▶ [YOUR GOAL]: From the data underneath, reproduce exactly the stretch that begins at the line with "Task: place a pin on each instance of the green court" and ends after the line with "Task: place a pin on each instance of the white trim".

▶ [RECORDS PROVIDED]:
───
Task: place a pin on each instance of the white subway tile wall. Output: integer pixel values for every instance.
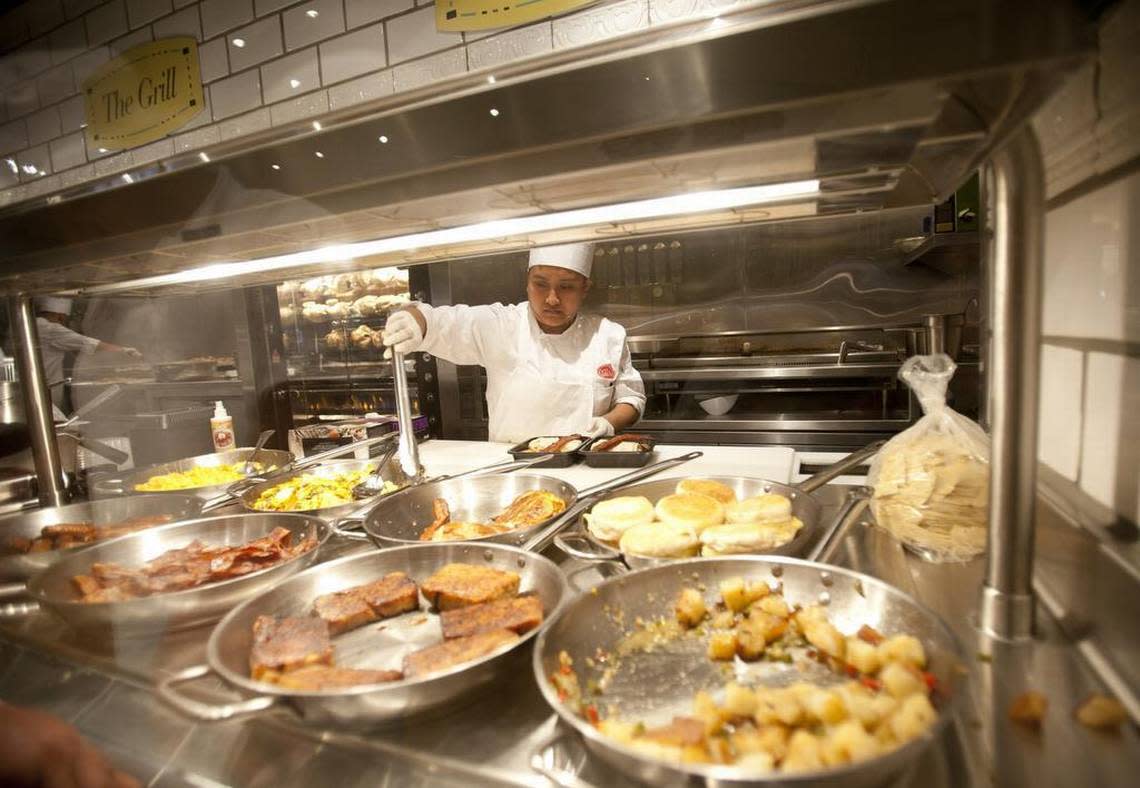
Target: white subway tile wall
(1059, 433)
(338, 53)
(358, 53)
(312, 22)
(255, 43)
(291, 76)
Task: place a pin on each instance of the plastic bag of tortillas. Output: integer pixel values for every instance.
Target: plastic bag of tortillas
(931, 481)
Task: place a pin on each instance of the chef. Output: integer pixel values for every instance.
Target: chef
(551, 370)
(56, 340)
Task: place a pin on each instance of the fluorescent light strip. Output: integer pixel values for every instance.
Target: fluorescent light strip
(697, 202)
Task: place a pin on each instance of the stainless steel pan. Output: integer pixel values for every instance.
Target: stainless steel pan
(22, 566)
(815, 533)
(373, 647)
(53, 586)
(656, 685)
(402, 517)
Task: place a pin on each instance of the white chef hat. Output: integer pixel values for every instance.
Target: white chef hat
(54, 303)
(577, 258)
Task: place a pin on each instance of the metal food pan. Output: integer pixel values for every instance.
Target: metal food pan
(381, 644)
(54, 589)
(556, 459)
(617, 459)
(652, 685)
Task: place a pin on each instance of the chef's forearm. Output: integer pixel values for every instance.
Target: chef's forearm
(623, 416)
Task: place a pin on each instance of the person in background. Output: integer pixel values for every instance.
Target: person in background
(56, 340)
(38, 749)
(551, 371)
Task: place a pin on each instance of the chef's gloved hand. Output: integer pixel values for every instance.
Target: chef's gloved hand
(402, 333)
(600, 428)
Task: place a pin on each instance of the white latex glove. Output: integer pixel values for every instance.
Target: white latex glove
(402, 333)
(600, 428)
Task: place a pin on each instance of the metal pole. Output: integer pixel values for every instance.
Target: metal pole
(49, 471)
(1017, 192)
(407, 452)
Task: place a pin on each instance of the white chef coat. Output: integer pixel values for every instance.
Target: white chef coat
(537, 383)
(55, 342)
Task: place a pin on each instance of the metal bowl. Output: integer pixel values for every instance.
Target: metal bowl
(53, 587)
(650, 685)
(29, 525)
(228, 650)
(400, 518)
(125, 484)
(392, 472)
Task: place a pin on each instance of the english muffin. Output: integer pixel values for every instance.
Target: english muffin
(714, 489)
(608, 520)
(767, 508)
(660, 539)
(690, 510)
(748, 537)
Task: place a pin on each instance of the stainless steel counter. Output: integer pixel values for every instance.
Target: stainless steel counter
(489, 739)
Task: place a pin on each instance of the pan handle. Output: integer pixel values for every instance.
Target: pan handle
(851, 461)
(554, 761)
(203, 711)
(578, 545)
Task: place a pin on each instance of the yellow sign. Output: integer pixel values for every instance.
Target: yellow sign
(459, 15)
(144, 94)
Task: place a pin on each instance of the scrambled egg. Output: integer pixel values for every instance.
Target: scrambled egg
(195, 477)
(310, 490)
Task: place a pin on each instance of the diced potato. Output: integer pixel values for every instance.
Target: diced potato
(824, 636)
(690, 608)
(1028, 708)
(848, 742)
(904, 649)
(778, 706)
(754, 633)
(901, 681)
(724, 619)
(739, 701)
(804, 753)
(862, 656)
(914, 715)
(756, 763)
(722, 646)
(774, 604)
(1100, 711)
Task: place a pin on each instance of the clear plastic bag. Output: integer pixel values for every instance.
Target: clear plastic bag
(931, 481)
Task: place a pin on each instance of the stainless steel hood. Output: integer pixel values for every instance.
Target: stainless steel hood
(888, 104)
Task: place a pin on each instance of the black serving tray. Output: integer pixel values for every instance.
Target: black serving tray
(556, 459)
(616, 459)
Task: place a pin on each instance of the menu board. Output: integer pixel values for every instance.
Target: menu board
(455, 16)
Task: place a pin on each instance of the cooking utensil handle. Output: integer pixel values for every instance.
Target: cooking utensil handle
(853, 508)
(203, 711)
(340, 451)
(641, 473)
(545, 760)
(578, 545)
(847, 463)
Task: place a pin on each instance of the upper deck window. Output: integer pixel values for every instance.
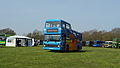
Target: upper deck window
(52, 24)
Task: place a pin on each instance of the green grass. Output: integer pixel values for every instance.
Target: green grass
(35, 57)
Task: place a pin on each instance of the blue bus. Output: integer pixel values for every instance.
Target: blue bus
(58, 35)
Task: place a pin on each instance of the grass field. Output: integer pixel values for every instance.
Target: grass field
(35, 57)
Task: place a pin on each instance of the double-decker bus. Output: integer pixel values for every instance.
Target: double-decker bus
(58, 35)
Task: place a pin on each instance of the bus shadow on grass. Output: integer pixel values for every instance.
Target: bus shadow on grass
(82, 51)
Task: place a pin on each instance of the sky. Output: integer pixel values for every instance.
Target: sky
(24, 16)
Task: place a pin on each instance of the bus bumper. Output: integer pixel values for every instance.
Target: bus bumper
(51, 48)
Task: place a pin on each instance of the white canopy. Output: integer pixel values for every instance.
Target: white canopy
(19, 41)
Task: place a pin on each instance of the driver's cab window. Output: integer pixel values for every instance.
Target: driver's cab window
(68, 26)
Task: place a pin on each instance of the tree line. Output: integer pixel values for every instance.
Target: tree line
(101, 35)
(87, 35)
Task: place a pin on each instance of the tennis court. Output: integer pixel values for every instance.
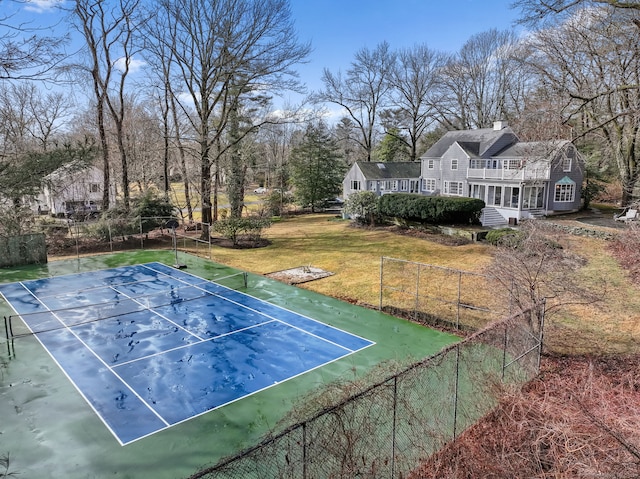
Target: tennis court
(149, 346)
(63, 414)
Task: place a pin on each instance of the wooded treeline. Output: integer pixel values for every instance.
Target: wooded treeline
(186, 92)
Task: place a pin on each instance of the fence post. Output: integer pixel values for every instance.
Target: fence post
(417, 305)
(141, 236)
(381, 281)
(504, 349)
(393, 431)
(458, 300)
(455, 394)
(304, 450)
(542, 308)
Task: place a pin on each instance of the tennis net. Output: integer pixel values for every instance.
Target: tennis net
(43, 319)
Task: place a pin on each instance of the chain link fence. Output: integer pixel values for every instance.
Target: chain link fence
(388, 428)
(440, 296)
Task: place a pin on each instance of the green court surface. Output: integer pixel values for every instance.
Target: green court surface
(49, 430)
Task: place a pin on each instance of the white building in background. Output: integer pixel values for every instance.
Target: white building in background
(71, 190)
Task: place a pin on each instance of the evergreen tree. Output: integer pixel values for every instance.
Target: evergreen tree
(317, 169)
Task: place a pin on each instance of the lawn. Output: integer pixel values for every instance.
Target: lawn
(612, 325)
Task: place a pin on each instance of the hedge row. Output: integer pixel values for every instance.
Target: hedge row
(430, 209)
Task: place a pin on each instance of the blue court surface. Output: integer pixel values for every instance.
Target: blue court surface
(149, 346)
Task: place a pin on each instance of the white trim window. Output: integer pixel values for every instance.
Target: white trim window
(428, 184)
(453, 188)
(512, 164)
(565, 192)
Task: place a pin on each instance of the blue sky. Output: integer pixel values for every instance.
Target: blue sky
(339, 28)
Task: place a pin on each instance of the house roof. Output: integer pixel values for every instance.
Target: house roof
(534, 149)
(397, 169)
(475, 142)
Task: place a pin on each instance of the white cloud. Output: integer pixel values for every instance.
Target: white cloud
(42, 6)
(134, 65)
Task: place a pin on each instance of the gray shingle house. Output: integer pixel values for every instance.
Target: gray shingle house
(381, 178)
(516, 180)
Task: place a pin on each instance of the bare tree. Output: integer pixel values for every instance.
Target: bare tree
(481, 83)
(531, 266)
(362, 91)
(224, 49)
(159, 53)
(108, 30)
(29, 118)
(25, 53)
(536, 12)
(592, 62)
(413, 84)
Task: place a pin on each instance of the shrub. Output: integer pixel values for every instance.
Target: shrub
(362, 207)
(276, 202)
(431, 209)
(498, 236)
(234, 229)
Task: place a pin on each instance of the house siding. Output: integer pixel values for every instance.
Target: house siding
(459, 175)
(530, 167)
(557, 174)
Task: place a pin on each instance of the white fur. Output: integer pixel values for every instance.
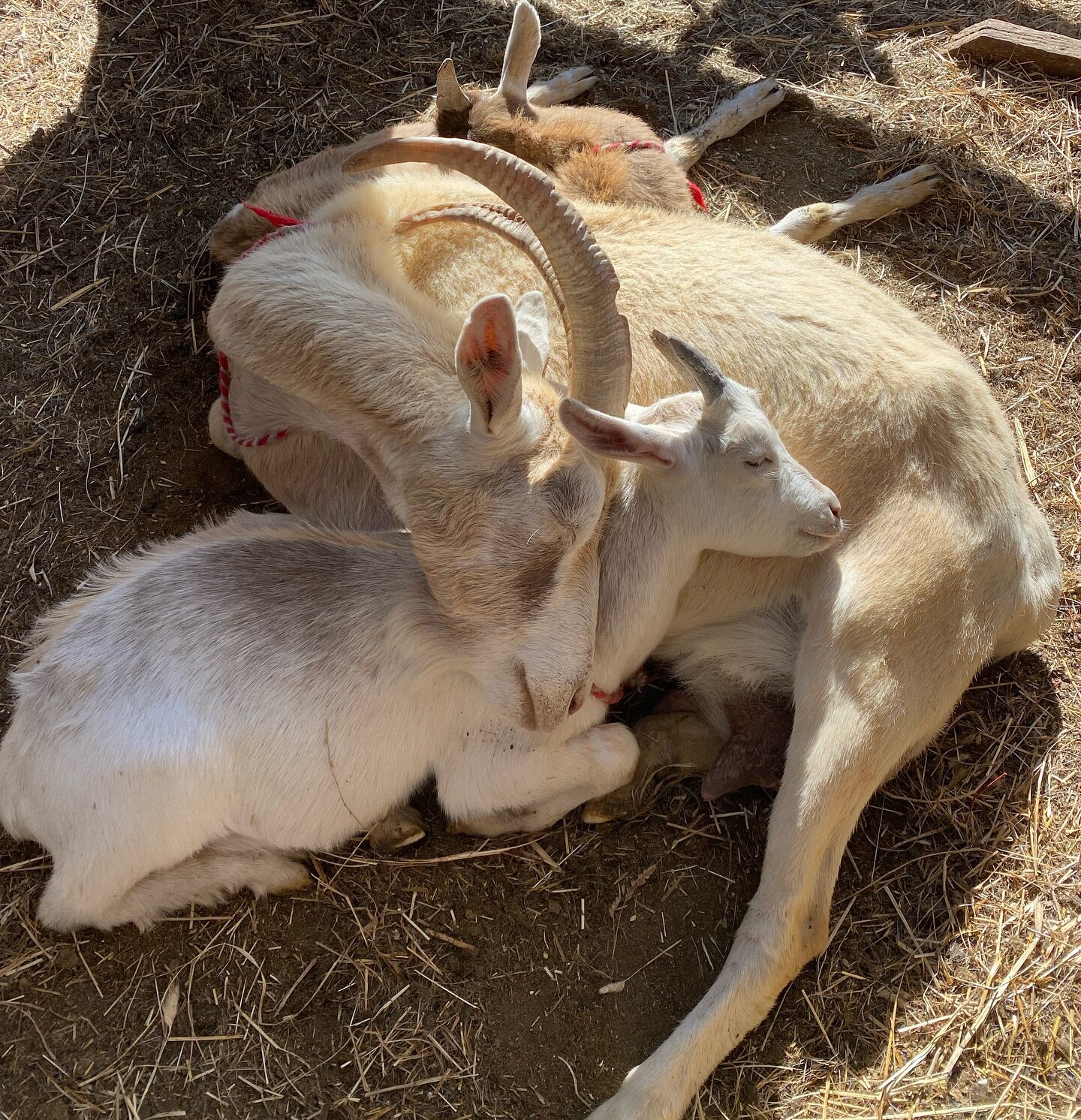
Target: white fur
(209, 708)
───
▶ [RESULT FOR THIS EXERCISE]:
Task: place a pin on each instance of the green court surface. Output: integer pixel values for every instance.
Target: green court surface
(49, 430)
Task: place a pin on each instance of the white building in background. Output: integer pixel values for every instance.
Target: white building in background
(71, 190)
Task: place a pin on each instance of the evergreen tree. Output: integer pixel values for every instance.
Target: evergreen tree
(317, 169)
Task: place a pin on each instance of the lawn. Output: integer pixel values for every instance.
Target: lawn
(612, 325)
Task: place a pin on each instance of the hedge row. Output: integer pixel values for every instance.
Target: hedge row
(430, 209)
Task: place a pin on each instance of the blue court surface. Output: integer pixel values for every instance.
Target: blue court surface
(149, 346)
Task: place a pin on each instance of the white trim window. Output: integer pixel values for every instance.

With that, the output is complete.